Alıntı

Emsal Mahkeme Kararı Bakırköy 3. Asliye Ticaret Mahkemesi 2020/654 E. 2020/793 K. 27.11.2020 T.

Görüntülediğiniz mahkeme kararı kesinleşmiş bir karardır.

T.C. BAKIRKÖY 3. ASLİYE TİCARET MAHKEMESİ

ESAS NO : 2020/654
KARAR NO : 2020/793

DAVA : Kıymetli Evrak İptali (Çek İptali (Hasımsız))

DAVA TARİHİ : 25/09/2020
KARAR TARİHİ : 27/11/2020
K.YAZIM TARİHİ : 08/12/2020
Mahkememizde görülmekte olan Kıymetli Evrak İptali (Çek İptali (…davasının yapılan açık yargılaması sonunda,
TALEP: Davacı vekili dava dilekçesinde özetle: Keşidecisi ……. Tic. San ve Turz. A. Ş. (…….) olan …… Bankası ……. (…..) şubesine ait …. seri nolu …… iban numaralı 02/12/2020 keşide tarihli keşide yeri ……. olan 60.000,00 TL bedelli çekin kaybolduğunu kaybolan çekin üçüncü kişilerin eline geçmesi halinde müvekkili şirketin mağdur olacağını, bu nedenle kötü niyetli üçüncü kişilerin haksız şekilde yararlanarak sebepsiz zenginleşmeye mahal vermemek ve müvekkili şirketin mağdur olmaması için ihtiyati tedbir kararı verilmesini ve kaybolan çekin iptaline karar verilmesini talep ve dava etmiştir.
DELİLLER VE GEREKÇE:Dava, zayi nedeniyle çek iptali talebine ilişkin olup HMK 316 vd gereğince basit yargılama usulüne tabidir.
Dava tarihinde yürürlükte olan 6102 sayılı Türk Ticaret Kanunun 729/s maddesinin yaptığı yoklama ile çek hakkında da uygulanması gereken Türk Ticaret Kanunun 757/1 maddesindeki “ İradesi dışında poliçe elinden çıkan kişi, ödeme veya hamilin yerleşim yerindeki asliye ticaret mahkemesinden muhatabın poliçeyi ödemeden men edilmesini isteyebilir” hükmü dikkate alındığında, davacı tarafından mahkememize TTK 729/s maddesi delaletiyle 757.vd. maddelerine istinaden açılmış zayi nedeniyle çek iptali ve ödeme yasağı verilmesi istekli iş bu davanın ödeme yerindeki veya hamilin yerleşim yerindeki mahkemede açılması gerekmektedir.

Veri kümesi satırları
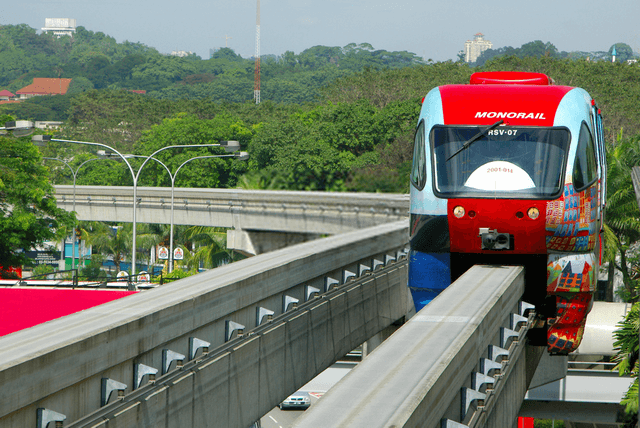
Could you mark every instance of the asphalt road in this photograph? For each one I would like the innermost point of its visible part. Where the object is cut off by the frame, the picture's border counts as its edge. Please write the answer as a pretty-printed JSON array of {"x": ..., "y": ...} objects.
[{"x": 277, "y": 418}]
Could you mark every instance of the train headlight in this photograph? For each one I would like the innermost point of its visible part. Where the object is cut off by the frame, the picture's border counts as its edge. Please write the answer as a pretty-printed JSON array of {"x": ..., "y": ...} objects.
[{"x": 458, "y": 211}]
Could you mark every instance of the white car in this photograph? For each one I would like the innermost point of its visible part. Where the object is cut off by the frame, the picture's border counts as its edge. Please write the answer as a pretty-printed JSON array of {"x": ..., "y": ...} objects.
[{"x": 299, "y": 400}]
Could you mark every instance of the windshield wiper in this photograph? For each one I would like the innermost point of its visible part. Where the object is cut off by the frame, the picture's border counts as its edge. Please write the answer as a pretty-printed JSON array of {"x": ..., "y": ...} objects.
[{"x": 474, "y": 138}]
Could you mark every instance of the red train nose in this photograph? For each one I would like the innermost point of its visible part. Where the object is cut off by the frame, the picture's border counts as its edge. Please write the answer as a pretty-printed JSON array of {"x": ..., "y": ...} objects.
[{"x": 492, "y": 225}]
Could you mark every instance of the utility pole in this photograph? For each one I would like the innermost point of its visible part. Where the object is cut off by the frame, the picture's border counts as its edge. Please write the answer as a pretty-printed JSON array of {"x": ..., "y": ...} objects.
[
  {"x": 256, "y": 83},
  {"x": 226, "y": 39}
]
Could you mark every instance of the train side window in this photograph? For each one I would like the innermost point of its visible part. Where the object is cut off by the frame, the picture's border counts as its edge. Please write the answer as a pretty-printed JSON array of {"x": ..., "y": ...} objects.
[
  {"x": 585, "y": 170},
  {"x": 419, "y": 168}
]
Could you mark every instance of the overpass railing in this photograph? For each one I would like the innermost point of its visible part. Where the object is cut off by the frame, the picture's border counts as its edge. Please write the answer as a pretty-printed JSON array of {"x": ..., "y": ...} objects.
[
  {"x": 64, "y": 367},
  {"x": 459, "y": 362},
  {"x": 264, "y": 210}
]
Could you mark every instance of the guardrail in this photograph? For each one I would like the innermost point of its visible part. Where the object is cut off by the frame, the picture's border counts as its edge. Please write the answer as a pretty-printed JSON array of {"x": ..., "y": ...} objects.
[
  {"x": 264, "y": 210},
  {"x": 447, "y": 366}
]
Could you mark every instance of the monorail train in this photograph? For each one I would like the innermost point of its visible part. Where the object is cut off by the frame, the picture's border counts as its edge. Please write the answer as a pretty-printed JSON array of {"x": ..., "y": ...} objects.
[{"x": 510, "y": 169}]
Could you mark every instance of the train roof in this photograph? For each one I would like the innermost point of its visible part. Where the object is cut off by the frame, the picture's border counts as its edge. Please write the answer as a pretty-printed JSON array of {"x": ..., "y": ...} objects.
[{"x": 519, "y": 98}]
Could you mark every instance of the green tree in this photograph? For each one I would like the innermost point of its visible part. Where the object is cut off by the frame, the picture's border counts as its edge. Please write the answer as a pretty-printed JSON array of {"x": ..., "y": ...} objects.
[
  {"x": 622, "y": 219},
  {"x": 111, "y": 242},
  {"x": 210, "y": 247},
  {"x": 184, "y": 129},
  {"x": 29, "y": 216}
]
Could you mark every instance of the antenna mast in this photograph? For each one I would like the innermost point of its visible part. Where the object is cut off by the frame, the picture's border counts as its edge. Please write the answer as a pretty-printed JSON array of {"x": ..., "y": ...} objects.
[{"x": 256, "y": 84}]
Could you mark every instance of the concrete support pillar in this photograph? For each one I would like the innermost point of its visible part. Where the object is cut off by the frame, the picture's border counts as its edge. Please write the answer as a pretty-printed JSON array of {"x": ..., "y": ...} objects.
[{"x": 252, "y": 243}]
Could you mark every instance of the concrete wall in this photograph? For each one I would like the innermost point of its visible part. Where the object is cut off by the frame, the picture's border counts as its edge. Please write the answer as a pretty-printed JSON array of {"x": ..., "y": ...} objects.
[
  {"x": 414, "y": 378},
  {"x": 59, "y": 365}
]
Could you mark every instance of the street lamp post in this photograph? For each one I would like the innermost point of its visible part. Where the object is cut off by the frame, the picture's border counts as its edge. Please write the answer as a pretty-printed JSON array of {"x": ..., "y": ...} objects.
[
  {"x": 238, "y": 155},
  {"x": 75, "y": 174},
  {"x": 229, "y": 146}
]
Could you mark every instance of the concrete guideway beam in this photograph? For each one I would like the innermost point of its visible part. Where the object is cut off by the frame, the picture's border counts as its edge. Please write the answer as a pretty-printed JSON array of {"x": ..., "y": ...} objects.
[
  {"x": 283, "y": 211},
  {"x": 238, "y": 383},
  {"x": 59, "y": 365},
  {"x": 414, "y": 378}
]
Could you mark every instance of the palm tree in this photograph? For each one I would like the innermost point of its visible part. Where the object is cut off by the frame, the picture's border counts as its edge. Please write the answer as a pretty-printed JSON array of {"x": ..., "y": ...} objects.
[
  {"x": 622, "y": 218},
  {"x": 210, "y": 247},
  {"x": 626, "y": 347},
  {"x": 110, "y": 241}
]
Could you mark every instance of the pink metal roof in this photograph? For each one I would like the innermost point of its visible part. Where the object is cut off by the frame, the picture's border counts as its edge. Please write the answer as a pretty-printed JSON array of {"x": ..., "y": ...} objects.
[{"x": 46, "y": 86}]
* * *
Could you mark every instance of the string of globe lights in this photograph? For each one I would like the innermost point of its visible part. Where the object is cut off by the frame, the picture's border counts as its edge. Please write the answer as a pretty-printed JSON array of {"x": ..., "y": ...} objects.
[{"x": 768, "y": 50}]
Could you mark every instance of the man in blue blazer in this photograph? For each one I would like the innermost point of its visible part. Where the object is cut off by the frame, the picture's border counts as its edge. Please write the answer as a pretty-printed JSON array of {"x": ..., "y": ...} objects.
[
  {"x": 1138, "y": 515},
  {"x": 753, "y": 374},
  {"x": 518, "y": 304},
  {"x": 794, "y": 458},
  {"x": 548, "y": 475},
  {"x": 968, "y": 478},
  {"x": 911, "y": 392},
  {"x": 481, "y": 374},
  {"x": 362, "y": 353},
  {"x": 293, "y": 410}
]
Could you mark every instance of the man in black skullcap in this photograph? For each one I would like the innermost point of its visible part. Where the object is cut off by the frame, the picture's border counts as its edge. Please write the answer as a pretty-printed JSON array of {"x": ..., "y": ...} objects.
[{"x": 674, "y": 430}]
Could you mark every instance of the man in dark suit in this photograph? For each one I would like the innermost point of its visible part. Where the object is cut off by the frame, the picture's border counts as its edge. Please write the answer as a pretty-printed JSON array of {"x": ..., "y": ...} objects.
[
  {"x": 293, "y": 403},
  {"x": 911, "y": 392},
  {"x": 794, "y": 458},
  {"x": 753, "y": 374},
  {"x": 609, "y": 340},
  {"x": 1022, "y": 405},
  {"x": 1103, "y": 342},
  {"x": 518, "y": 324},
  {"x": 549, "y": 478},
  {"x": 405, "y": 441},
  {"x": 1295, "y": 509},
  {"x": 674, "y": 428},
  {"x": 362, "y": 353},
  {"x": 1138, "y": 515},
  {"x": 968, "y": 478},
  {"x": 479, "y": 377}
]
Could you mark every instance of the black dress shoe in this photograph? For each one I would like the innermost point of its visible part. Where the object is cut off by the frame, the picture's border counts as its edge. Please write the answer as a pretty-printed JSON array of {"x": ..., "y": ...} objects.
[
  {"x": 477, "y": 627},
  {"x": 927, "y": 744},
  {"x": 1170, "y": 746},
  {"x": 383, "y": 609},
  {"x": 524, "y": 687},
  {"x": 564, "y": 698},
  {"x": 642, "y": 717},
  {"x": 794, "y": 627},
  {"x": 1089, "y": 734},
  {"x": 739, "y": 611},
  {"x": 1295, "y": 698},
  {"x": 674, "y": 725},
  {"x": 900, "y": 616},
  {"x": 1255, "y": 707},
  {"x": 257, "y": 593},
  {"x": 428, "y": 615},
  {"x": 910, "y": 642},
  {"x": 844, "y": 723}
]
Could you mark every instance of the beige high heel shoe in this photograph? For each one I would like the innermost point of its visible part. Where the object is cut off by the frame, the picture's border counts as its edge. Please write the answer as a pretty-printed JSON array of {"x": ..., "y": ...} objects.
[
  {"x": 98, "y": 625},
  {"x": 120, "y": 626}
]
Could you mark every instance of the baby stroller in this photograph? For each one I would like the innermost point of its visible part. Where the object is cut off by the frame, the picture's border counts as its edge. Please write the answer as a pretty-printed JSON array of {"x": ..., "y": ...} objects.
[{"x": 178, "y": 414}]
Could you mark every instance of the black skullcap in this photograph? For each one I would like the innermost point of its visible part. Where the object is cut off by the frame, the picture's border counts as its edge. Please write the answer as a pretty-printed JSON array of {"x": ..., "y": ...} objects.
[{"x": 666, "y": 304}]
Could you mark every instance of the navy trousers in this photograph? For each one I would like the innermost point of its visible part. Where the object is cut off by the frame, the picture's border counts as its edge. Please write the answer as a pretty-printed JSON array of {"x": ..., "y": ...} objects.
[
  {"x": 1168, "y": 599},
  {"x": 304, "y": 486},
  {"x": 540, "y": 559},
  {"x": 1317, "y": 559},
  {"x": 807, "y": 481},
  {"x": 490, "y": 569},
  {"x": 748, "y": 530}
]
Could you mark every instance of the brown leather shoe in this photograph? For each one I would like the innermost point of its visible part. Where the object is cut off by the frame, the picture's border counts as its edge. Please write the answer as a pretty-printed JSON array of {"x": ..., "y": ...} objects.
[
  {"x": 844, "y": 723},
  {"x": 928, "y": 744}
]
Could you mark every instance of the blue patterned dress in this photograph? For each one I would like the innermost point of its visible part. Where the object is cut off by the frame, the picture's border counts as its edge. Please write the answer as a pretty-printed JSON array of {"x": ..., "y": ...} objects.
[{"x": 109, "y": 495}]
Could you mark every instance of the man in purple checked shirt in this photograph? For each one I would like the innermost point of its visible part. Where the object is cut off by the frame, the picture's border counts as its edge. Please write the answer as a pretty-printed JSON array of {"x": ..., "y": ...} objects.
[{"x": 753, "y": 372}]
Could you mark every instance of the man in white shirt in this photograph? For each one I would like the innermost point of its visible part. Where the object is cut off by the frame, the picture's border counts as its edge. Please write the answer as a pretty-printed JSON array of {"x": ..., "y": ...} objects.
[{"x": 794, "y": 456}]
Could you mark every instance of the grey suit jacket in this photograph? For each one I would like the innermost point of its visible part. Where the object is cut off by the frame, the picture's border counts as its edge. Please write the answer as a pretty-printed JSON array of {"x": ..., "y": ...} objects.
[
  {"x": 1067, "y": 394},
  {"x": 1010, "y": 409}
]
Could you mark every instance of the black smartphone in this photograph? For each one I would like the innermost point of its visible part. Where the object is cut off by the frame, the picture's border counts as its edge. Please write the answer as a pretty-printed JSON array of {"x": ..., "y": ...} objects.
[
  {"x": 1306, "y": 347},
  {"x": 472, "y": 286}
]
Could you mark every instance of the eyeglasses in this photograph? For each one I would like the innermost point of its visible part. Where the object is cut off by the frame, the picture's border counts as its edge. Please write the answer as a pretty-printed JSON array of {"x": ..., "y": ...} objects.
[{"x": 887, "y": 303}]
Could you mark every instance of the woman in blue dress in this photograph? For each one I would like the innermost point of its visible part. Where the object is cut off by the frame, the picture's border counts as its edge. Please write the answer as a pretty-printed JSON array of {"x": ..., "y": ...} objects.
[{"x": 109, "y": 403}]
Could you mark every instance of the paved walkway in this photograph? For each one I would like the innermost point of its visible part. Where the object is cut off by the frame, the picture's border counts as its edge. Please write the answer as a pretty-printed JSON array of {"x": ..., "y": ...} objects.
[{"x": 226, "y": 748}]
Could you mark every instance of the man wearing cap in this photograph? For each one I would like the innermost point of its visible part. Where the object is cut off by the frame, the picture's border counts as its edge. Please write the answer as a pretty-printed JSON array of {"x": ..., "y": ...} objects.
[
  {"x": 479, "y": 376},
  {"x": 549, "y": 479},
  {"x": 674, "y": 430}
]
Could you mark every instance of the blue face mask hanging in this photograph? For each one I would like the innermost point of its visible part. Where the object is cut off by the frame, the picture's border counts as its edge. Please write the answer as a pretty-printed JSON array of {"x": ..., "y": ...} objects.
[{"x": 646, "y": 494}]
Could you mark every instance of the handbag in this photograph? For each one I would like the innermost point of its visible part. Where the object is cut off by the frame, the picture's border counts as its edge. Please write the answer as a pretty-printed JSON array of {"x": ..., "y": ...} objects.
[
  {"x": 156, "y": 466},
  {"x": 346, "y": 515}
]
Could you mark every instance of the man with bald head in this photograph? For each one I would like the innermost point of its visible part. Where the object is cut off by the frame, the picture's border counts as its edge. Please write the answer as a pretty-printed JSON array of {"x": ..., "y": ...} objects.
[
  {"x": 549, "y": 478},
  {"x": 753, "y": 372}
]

Belirtilen hedef
Mahkeme kararında "DAVA : Kıymetli" sözleriyle başlayıp aşağıda "ve dava etmiştir." sözlerine kadar uzanan bölümün tamamını hiçbir değişiklik yapmadan yineleyin. Yukarıdaki satırlara ihtiyaç yoktur.

Tamamlanan alıştırma
DAVA : Kıymetli Evrak İptali (Çek İptali (Hasımsız))

DAVA TARİHİ : 25/09/2020
KARAR TARİHİ : 27/11/2020
K.YAZIM TARİHİ : 08/12/2020
Mahkememizde görülmekte olan Kıymetli Evrak İptali (Çek İptali (…davasının yapılan açık yargılaması sonunda,
TALEP: Davacı vekili dava dilekçesinde özetle: Keşidecisi ……. Tic. San ve Turz. A. Ş. (…….) olan …… Bankası ……. (…..) şubesine ait …. seri nolu …… iban numaralı 02/12/2020 keşide tarihli keşide yeri ……. olan 60.000,00 TL bedelli çekin kaybolduğunu kaybolan çekin üçüncü kişilerin eline geçmesi halinde müvekkili şirketin mağdur olacağını, bu nedenle kötü niyetli üçüncü kişilerin haksız şekilde yararlanarak sebepsiz zenginleşmeye mahal vermemek ve müvekkili şirketin mağdur olmaması için ihtiyati tedbir kararı verilmesini ve kaybolan çekin iptaline karar verilmesini talep ve dava etmiştir.